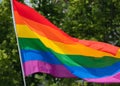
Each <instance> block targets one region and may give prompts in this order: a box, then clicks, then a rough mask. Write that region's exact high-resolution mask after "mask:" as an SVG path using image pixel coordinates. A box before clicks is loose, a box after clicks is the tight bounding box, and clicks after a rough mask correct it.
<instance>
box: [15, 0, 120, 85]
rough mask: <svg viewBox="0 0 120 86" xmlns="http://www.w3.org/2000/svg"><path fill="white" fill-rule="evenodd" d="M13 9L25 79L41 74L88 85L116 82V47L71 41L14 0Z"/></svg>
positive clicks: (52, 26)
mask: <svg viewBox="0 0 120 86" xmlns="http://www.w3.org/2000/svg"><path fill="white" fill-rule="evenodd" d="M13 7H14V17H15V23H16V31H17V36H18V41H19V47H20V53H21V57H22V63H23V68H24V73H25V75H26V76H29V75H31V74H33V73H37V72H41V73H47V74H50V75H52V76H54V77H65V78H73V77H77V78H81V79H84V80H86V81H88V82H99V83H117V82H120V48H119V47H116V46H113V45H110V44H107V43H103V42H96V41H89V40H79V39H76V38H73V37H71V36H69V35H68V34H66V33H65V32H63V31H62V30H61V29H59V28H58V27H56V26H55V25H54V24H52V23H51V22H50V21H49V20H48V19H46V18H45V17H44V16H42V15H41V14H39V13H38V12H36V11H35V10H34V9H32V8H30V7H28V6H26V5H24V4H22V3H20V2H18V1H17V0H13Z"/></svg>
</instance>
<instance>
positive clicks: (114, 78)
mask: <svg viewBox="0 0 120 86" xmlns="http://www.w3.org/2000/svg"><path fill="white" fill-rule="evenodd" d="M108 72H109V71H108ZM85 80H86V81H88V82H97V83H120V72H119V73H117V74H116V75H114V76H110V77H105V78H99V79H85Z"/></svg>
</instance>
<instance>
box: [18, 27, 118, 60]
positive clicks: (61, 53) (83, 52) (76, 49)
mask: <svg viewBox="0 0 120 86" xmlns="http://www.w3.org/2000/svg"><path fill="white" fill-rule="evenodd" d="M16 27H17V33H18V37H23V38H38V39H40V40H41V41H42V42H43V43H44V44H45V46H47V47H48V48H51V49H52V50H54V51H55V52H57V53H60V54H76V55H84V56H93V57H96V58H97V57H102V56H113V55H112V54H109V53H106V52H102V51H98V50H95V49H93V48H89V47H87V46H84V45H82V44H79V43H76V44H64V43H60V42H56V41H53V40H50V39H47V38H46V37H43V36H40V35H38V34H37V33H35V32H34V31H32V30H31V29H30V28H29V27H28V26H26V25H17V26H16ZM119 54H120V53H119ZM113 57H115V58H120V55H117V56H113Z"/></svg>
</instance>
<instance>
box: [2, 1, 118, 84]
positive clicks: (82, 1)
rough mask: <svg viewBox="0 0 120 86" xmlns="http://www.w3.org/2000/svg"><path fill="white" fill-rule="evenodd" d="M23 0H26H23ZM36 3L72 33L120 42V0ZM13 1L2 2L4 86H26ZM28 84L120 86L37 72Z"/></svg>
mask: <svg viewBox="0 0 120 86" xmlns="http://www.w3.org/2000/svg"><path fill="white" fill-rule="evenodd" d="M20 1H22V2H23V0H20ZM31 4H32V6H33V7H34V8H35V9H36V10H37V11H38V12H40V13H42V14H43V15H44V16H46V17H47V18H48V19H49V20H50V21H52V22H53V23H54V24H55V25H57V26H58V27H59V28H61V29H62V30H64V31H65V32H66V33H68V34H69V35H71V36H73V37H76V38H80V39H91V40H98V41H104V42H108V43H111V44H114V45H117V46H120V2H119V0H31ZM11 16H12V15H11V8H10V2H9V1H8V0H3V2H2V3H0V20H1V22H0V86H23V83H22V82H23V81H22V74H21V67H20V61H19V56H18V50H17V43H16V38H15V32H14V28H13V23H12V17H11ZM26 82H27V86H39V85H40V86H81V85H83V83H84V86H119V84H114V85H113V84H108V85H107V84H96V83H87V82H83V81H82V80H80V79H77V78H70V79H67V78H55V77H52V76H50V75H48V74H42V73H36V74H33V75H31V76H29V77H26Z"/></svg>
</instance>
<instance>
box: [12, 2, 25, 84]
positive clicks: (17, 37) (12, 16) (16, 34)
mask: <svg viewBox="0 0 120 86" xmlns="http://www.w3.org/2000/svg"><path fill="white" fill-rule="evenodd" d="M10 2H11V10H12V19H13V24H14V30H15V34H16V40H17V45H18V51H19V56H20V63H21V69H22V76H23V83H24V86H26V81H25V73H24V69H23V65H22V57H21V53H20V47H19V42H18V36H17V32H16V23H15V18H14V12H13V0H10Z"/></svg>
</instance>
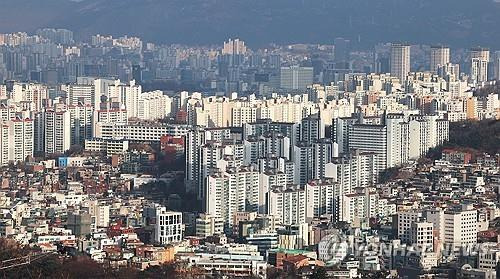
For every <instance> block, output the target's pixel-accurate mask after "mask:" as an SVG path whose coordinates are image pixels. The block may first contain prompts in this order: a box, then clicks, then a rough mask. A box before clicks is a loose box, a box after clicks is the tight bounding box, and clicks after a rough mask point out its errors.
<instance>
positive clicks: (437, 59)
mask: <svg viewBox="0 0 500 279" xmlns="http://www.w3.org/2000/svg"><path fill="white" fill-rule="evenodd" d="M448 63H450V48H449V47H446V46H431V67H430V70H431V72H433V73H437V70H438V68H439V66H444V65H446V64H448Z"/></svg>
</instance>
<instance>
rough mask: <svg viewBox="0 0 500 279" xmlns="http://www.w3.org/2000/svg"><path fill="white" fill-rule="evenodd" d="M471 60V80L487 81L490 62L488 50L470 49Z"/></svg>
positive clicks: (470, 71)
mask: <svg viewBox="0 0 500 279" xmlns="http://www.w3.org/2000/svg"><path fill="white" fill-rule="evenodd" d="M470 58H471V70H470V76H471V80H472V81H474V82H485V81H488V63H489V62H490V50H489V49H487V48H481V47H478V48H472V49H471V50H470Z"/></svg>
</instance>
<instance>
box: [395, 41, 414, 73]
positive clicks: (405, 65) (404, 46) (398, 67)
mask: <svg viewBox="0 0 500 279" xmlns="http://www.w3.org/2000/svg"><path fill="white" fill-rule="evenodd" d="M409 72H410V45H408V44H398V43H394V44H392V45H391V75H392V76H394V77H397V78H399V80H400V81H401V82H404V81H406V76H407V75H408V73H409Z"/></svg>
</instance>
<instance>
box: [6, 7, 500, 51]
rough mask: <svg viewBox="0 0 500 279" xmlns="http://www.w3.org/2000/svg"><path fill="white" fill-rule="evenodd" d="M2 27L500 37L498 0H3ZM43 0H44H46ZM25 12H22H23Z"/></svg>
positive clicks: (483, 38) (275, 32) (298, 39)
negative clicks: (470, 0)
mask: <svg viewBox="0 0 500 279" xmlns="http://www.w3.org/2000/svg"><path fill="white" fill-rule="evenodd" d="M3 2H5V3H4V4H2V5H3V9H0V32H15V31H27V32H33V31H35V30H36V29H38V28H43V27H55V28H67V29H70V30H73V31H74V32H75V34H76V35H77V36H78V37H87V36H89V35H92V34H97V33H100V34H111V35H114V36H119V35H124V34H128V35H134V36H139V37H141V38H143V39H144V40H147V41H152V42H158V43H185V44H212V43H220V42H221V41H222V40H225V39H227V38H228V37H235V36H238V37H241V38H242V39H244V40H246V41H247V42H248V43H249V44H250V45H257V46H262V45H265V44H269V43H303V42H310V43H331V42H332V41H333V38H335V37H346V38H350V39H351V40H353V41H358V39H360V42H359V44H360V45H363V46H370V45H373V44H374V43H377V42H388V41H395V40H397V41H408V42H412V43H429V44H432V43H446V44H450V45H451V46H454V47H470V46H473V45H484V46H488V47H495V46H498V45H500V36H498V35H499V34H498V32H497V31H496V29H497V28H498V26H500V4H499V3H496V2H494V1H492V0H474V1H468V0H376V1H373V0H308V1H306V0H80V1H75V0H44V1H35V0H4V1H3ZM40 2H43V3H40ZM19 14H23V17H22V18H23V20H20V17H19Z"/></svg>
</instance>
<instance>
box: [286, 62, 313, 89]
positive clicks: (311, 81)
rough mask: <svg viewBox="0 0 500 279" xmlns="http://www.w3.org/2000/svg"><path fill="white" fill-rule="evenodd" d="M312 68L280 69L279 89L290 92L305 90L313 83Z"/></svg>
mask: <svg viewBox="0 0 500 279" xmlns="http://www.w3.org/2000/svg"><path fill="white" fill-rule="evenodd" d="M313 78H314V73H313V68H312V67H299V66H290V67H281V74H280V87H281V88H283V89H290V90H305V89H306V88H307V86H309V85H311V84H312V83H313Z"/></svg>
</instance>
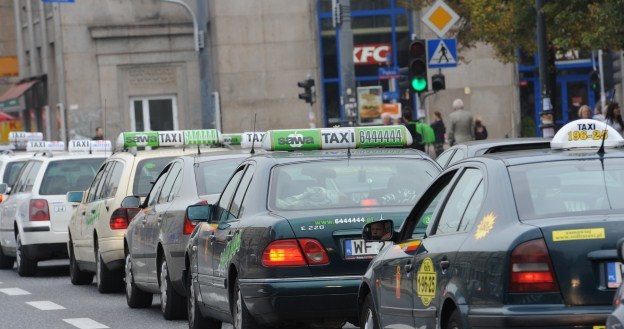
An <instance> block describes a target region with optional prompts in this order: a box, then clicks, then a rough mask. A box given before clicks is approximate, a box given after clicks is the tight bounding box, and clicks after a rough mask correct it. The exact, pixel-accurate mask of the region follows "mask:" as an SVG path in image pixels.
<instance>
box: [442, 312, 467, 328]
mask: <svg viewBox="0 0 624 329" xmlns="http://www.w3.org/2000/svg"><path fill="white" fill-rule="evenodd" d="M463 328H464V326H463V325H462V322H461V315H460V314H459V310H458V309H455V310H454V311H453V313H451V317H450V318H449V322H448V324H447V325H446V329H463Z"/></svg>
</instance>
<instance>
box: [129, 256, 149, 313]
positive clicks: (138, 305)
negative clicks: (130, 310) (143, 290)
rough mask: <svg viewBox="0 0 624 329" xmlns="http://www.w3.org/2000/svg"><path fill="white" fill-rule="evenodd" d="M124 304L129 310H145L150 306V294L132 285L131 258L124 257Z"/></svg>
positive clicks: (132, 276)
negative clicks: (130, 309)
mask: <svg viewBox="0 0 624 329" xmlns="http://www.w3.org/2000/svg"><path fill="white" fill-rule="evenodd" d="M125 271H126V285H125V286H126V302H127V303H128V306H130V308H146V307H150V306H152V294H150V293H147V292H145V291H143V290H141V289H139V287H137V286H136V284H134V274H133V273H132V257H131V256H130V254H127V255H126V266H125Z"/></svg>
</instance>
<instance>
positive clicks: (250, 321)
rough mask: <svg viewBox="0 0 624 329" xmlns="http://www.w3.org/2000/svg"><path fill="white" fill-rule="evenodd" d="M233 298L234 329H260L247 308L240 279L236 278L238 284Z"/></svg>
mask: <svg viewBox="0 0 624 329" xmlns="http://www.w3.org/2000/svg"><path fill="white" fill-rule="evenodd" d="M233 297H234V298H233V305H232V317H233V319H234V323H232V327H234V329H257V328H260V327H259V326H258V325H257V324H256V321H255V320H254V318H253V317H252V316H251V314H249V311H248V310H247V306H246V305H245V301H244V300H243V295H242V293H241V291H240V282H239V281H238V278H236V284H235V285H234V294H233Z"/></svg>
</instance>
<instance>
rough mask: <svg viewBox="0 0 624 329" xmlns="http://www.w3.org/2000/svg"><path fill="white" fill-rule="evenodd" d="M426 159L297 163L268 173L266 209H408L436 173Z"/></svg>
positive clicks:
...
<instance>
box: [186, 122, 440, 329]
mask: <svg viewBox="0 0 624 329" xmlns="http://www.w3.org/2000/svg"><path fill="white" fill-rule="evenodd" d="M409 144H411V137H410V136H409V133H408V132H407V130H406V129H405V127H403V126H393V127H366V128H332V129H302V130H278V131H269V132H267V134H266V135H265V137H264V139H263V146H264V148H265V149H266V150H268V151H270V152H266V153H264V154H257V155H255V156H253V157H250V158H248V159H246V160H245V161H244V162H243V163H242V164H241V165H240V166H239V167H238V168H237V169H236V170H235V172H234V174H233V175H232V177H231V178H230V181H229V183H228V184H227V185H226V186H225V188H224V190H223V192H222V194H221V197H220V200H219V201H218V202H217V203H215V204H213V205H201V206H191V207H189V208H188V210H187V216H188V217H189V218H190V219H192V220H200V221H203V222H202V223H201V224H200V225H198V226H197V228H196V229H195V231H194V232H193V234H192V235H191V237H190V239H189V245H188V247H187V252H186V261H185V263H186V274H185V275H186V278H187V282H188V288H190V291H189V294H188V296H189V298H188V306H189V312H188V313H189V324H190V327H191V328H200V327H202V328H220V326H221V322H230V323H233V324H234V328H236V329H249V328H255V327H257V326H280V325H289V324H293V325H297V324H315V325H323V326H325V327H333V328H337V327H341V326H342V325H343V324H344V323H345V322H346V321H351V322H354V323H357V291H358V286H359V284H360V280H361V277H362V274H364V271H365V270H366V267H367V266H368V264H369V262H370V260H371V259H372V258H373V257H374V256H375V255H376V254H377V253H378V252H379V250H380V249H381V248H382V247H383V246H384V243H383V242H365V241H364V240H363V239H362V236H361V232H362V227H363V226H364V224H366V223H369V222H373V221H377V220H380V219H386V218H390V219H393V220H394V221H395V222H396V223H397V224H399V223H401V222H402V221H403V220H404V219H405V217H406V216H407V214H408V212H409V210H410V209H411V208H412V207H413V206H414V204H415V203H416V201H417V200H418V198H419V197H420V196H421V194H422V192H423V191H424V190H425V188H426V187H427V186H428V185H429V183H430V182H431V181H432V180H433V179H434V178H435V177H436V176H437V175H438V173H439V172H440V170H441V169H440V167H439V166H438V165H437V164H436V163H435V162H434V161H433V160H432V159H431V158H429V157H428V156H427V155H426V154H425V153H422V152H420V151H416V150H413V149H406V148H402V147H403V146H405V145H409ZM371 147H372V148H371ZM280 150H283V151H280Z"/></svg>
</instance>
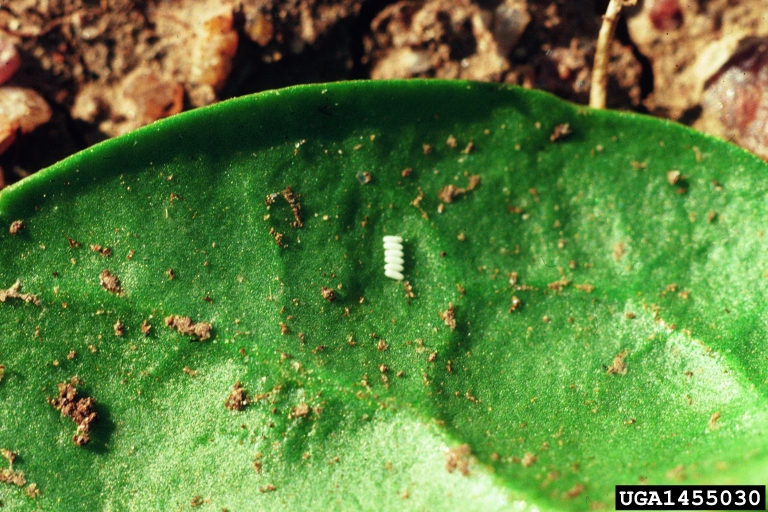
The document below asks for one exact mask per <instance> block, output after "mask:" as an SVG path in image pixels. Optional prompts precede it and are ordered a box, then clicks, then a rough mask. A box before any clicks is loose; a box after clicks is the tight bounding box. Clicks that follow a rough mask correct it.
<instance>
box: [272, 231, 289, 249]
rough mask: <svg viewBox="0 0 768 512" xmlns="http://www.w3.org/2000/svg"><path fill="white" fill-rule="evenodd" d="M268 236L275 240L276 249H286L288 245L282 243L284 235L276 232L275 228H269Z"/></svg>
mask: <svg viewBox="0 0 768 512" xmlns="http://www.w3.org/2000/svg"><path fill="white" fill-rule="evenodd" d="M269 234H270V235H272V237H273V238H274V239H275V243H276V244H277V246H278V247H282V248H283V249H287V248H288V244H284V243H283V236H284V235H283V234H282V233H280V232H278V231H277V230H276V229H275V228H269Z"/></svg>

WORK INSTRUCTIONS – Retype only the stretch of lines above starting at the one with "Each <instance> block" and stopping at the one with "positive clicks: (82, 1)", exactly as written, with both kept.

EXERCISE SOLUTION –
Each <instance> block targets one region and may give prompts in this order: a box, then clicks, then a rough mask. Write that region's exact high-resolution mask after "mask:" as an SVG path using image pixel coordinates. A box before clicks is loose, a box after clicks is the tight bounding box, and clicks after a rough mask correct it.
<instance>
box: [15, 0, 120, 85]
rough mask: <svg viewBox="0 0 120 86" xmlns="http://www.w3.org/2000/svg"><path fill="white" fill-rule="evenodd" d="M13 9L25 79L41 74L88 85L116 82V47L71 41L14 0Z"/></svg>
positive clicks: (52, 26)
mask: <svg viewBox="0 0 120 86" xmlns="http://www.w3.org/2000/svg"><path fill="white" fill-rule="evenodd" d="M13 7H14V17H15V23H16V31H17V36H18V41H19V47H20V53H21V57H22V63H23V68H24V73H25V75H26V76H29V75H31V74H33V73H37V72H41V73H47V74H50V75H52V76H54V77H65V78H73V77H77V78H81V79H84V80H86V81H88V82H99V83H117V82H120V48H119V47H116V46H113V45H110V44H107V43H103V42H96V41H89V40H79V39H76V38H73V37H71V36H69V35H68V34H66V33H65V32H63V31H62V30H61V29H59V28H58V27H56V26H55V25H54V24H52V23H51V22H50V21H49V20H48V19H46V18H45V17H44V16H42V15H41V14H39V13H38V12H36V11H35V10H34V9H32V8H30V7H28V6H26V5H24V4H22V3H20V2H18V1H17V0H13Z"/></svg>
</instance>
<instance>
positive clicks: (114, 78)
mask: <svg viewBox="0 0 120 86" xmlns="http://www.w3.org/2000/svg"><path fill="white" fill-rule="evenodd" d="M108 72H109V71H108ZM85 80H86V81H88V82H97V83H120V72H119V73H117V74H116V75H114V76H110V77H105V78H99V79H85Z"/></svg>
</instance>
<instance>
box: [18, 27, 118, 60]
positive clicks: (61, 53) (83, 52) (76, 49)
mask: <svg viewBox="0 0 120 86" xmlns="http://www.w3.org/2000/svg"><path fill="white" fill-rule="evenodd" d="M16 27H17V33H18V37H23V38H38V39H40V40H41V41H42V42H43V43H44V44H45V46H47V47H48V48H51V49H52V50H54V51H55V52H57V53H60V54H76V55H84V56H93V57H96V58H97V57H102V56H113V55H112V54H109V53H106V52H102V51H98V50H95V49H93V48H89V47H87V46H84V45H82V44H79V43H76V44H64V43H60V42H56V41H53V40H50V39H47V38H46V37H43V36H40V35H38V34H37V33H35V32H34V31H32V30H31V29H30V28H29V27H28V26H26V25H17V26H16ZM119 54H120V53H119ZM113 57H115V58H120V55H117V56H113Z"/></svg>
</instance>
<instance>
box: [2, 1, 118, 84]
positive clicks: (82, 1)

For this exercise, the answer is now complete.